* _WHAT IS REQUIRED_: Lift out, word for word, the stretch of the nuclear news briefs below from "Canada's Azarga Uranium" through "use the water.".

* _EXCERPT PROVIDED_:
★ ★ ★ ★ ★ ★ ★
Leaders from communities around the Hanford nuclear reservation in Washington are urging the Biden administration to distribute another round of relief funding for the cleanup of nuclear waste at Department of Energy sites, citing the potential for economic and job growth. In a letter to Energy Secretary Jennifer Granholm, the groups said, "We have a rare opportunity to address the legacy of the past, implement DOE's strategic vision more rapidly and develop the pipeline of nuclear workers and technologies to help us lead in the future."
Canada's Azarga Uranium has restarted the permit and licensing process for a proposed uranium project in South Dakota, which will extract uranium using the in situ mining method. Azarga subsidiary Powertech Industries will need more than 52 million gallons of water to produce more than 14 million pounds of uranium over the 16-year project life span, but it needs state permission to use the water.
Two years after HBO released its miniseries "Chernobyl," a new Russian film on the 1986 Chernobyl disaster turns the spotlight on the people who were tasked with dealing with the immediate aftermath of the accident. Russian film producer Alexander Rodnyansky says the movie "tells about how the normal people -- the hostages of this [Soviet] machine -- find themselves in a position to stop the disaster."
★ ★ ★ ★ ★ ★ ★
* _STORED DATA_:
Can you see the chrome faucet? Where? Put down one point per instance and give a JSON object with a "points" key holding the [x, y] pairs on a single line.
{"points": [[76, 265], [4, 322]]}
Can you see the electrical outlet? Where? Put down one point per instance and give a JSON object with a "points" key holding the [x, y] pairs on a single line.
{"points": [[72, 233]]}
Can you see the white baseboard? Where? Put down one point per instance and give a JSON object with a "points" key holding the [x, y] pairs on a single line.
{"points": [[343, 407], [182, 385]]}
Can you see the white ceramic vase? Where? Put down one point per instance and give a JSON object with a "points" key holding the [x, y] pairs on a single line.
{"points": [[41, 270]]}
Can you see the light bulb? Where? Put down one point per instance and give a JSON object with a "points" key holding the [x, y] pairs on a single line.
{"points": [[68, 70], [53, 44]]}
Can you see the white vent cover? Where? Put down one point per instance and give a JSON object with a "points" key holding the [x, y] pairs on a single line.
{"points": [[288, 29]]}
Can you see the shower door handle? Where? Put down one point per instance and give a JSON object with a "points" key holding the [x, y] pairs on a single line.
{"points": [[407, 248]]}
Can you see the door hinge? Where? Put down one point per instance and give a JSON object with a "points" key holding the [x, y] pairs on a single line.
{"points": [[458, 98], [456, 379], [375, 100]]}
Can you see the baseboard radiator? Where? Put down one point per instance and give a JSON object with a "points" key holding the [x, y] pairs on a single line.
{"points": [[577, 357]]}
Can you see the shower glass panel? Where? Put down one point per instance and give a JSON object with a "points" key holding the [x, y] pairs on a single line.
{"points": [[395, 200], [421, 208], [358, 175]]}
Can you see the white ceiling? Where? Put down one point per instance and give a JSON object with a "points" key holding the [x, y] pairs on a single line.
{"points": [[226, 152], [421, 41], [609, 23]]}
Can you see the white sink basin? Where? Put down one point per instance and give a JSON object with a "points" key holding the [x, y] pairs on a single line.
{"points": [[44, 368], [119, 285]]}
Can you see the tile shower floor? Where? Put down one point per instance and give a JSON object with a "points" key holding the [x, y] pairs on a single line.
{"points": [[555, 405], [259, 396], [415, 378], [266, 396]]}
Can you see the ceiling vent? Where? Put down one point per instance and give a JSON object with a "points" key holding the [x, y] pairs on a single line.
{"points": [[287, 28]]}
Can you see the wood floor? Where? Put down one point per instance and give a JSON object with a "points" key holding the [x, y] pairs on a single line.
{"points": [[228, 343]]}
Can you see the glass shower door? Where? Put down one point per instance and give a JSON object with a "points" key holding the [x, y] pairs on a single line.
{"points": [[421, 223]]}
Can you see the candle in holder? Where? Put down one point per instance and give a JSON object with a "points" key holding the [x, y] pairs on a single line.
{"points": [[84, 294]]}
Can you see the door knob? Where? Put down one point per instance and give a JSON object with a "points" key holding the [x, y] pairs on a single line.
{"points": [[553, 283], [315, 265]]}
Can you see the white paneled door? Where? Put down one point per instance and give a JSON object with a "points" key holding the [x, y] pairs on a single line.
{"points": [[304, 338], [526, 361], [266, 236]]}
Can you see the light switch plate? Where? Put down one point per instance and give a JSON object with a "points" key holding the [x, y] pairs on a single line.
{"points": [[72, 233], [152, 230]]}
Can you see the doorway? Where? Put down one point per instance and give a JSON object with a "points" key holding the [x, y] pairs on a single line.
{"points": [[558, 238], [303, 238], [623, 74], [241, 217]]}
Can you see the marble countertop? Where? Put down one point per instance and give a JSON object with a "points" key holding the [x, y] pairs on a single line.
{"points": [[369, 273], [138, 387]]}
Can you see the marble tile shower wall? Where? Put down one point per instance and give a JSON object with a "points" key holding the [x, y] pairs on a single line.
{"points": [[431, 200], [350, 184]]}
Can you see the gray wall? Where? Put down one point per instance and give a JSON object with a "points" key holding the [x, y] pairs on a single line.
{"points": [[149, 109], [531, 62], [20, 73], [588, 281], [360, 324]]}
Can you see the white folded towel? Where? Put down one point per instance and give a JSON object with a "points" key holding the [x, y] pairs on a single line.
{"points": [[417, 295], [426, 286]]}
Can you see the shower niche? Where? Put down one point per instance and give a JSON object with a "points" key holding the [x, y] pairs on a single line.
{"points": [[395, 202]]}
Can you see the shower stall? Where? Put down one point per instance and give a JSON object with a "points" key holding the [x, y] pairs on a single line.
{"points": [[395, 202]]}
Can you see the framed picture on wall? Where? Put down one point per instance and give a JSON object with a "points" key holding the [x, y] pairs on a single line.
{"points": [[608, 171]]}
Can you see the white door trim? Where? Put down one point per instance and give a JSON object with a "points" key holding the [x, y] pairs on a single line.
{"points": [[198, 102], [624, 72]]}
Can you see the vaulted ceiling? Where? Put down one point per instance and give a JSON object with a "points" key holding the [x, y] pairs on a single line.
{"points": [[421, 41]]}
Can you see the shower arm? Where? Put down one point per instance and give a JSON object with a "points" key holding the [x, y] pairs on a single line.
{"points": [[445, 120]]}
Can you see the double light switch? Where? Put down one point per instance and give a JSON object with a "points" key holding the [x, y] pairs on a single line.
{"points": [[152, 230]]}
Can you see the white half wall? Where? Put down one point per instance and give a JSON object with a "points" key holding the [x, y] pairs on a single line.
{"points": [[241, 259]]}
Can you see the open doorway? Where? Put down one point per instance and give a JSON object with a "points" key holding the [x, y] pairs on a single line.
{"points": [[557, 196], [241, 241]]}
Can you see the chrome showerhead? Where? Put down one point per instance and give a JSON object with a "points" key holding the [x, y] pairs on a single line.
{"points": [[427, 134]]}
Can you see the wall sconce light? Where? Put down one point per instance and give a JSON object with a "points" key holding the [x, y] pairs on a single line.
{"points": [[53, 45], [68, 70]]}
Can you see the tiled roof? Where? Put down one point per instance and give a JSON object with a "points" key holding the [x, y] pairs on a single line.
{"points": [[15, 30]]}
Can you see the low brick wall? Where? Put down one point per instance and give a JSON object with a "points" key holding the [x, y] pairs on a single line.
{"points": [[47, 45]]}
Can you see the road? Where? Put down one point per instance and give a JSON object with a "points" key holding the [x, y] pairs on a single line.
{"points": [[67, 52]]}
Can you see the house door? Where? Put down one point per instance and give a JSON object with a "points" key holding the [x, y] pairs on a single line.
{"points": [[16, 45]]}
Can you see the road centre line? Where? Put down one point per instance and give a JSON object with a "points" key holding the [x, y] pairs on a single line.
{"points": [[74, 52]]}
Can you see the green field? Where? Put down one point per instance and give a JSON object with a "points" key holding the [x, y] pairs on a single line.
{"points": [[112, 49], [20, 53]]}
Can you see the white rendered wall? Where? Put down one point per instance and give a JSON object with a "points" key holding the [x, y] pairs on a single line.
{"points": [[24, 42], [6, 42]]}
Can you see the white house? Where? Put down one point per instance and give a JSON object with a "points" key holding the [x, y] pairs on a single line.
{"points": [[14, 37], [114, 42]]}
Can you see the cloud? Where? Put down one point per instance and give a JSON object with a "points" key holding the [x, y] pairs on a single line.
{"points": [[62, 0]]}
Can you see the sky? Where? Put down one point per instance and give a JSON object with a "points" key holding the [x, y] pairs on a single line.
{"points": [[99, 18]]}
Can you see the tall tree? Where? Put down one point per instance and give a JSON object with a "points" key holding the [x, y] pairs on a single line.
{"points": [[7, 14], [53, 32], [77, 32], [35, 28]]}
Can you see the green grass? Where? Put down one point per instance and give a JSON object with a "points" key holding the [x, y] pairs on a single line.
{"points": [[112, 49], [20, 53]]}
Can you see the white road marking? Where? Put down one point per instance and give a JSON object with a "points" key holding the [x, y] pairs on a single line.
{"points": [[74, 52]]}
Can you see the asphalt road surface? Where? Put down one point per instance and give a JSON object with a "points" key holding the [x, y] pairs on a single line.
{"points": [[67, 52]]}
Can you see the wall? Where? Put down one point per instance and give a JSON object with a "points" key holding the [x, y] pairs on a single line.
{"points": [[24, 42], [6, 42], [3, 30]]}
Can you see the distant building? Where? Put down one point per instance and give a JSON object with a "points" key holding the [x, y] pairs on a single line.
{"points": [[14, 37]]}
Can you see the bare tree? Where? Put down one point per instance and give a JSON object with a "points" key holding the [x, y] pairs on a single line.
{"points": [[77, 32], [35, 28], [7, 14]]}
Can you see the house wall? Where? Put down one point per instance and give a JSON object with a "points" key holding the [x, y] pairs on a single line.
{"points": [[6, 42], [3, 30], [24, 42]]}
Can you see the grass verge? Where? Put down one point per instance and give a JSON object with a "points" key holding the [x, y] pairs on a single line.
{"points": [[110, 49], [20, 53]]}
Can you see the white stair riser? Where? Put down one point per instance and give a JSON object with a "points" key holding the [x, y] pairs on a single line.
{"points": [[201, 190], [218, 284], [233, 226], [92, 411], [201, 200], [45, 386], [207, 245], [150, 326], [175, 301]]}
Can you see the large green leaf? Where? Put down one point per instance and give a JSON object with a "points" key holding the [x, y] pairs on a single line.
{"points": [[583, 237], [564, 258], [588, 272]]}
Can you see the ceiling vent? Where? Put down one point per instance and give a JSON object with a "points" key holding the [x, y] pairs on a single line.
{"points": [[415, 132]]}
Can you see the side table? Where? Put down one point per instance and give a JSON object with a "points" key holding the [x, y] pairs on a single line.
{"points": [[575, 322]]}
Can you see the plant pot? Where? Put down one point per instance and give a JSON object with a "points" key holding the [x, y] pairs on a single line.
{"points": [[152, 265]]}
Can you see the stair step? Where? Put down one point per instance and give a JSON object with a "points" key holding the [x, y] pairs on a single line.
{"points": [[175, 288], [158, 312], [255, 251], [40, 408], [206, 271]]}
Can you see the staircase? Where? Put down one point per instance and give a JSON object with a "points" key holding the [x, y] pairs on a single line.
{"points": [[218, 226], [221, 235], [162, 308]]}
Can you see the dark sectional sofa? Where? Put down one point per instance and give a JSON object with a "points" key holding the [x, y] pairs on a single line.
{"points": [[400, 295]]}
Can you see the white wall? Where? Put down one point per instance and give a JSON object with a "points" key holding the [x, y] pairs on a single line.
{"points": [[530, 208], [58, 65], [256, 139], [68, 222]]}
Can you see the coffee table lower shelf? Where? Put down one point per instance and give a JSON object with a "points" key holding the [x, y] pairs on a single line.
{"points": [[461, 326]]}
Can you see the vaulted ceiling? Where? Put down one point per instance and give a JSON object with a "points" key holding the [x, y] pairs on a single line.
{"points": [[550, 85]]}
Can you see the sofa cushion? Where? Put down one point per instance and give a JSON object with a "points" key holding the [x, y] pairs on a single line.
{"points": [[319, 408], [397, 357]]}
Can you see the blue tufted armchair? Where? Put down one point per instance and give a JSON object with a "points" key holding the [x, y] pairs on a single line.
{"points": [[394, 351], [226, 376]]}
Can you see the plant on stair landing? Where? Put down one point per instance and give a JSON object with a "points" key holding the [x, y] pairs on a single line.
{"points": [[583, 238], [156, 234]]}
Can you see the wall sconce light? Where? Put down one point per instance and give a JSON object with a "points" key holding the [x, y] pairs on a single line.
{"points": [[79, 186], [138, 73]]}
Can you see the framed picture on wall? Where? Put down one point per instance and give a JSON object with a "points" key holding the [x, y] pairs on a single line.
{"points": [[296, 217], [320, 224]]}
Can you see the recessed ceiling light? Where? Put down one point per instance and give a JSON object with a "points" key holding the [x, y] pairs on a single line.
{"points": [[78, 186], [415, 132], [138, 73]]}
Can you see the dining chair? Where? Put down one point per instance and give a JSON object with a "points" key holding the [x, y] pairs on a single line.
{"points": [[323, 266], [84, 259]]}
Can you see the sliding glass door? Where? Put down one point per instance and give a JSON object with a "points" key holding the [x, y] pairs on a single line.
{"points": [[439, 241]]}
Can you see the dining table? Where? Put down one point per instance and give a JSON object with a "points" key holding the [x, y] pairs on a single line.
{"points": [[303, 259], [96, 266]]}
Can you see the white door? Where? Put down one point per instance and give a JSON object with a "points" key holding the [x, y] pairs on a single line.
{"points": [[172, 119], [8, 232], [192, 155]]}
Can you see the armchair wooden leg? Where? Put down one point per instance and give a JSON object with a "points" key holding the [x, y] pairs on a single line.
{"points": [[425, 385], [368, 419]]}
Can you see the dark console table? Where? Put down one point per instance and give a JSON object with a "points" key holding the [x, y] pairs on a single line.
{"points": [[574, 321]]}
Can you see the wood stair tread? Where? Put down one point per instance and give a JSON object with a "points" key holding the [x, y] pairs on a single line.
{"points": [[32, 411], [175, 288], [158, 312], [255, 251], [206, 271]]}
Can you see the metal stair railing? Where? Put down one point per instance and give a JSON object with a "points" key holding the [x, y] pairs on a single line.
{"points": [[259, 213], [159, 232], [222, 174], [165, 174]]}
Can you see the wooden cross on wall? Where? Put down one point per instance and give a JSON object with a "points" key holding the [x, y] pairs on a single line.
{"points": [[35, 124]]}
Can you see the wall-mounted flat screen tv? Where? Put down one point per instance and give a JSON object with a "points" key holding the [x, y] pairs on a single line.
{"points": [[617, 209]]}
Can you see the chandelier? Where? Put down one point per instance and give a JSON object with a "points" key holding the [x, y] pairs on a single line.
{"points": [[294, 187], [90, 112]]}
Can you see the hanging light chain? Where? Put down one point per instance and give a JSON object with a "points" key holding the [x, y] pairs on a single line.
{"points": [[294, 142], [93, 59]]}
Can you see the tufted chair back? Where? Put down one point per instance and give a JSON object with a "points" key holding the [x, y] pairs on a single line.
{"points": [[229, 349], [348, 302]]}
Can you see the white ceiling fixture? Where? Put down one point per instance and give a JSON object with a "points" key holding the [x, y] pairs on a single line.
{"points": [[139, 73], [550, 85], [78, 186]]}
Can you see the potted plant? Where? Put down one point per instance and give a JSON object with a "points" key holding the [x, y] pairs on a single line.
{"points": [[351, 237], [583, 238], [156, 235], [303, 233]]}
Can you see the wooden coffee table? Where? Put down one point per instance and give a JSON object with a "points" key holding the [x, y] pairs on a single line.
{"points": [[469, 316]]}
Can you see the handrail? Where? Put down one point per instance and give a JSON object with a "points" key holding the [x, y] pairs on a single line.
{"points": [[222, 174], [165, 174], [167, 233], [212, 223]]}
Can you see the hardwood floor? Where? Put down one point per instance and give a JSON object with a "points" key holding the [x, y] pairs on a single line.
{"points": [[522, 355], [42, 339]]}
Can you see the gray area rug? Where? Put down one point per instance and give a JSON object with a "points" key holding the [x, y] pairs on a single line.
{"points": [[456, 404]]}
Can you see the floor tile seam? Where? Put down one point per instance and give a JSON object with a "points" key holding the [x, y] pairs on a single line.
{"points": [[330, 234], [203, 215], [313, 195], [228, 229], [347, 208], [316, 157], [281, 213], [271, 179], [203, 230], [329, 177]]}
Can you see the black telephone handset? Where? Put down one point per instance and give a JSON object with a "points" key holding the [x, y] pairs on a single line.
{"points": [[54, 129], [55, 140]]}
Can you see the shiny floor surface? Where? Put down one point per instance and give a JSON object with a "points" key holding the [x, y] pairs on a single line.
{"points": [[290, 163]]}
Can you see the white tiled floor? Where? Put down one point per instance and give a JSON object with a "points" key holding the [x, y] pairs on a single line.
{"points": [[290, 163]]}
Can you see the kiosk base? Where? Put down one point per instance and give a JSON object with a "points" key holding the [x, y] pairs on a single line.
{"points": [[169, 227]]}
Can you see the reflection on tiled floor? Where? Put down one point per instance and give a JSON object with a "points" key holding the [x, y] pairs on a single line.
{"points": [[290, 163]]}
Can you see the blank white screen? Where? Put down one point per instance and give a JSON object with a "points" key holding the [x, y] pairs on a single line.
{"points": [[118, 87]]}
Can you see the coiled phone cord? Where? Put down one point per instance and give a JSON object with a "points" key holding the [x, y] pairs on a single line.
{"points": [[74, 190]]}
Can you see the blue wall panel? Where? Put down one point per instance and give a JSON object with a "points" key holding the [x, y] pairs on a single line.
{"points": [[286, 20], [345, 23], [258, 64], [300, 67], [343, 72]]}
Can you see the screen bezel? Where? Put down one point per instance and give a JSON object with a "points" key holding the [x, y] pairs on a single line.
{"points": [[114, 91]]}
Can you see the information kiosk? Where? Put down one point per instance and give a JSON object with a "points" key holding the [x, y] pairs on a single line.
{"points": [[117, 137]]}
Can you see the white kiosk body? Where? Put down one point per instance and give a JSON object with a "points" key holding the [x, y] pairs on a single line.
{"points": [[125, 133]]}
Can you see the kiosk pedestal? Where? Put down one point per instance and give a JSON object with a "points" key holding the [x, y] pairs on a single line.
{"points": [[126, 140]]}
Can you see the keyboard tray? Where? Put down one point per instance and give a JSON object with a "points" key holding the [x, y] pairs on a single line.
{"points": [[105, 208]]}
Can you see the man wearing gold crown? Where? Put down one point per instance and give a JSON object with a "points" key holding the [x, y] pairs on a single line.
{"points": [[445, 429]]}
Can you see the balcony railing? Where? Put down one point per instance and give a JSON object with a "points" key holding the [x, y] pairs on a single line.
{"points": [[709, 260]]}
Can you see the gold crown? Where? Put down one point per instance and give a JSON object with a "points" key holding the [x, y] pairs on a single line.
★ ★ ★ ★ ★ ★ ★
* _TASK RESPONSE_:
Canada's Azarga Uranium has restarted the permit and licensing process for a proposed uranium project in South Dakota, which will extract uranium using the in situ mining method. Azarga subsidiary Powertech Industries will need more than 52 million gallons of water to produce more than 14 million pounds of uranium over the 16-year project life span, but it needs state permission to use the water.